• Aufgabe
Gib den Abschnitt aus dem Text zur Salzburger Mozartwoche wörtlich wieder, von „Salzburger Mozartwoche 2020“ bis einschließlich „das Programm vor.“.

• Vorgegebener Text
__________
Salzburger Mozartwoche 2020
„Ich erwarte Magie“
von Ruth Renée Reif
22. Dezember 2019
Die Salzburger Mozartwoche von 23. Januar bis 2. Februar 2020 zeigt Mozart in all seinen Facetten. Intendant Rolando Villazón stellt das Programm vor.
»Mozart ist für mich der wichtigste Komponist.«
Rolando Villazón
Mozart sei für ihn „der wichtigste Komponist“, betont Rolando Villazón. Er gehöre nicht nur zu „den wichtigsten und vielseitigsten Komponisten der Geschichte“, sondern sei auch „der beliebteste Komponist aller Zeiten“. So könne es auf jeden Fall ein Festival mit „nur“ Mozart geben. „Mozart pur“ bescherte Villazón im ersten Jahr seiner Intendanz der Salzburger Mozartwoche einen enormen Erfolg beim Publikum. Auch 2020 widmet er sich in seinem Programm ausschließlich den Kompositionen Mozarts. „Unerschöpflich“, nennt er dessen Werk und ist mit Blick auf seine Intendanz überzeugt: „Uns wird garantiert nicht langweilig in den nächsten vier Jahren.“
Die vier Solisten, der Klarinettist Andreas Ottensamer, der Hornist Radek Baborák, der Flötist
(Fotos: © Katja Ruge / Decca, © Radek Baborák, © Josef Fischnaller, © Uwe Arens)
__________
• Dateneinträge
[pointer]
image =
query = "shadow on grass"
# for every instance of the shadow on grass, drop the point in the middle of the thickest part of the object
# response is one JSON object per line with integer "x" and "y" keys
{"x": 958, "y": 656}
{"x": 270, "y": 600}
__________
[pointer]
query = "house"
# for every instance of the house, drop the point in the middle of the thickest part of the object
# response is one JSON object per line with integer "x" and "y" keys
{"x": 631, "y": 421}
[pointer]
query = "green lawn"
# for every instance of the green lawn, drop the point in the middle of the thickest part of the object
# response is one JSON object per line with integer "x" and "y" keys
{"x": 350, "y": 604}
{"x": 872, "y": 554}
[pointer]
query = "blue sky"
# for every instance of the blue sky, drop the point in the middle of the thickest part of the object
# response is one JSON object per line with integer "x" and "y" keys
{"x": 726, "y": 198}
__________
• Erwartete Antwort
Salzburger Mozartwoche 2020
„Ich erwarte Magie“
von Ruth Renée Reif
22. Dezember 2019
Die Salzburger Mozartwoche von 23. Januar bis 2. Februar 2020 zeigt Mozart in all seinen Facetten. Intendant Rolando Villazón stellt das Programm vor.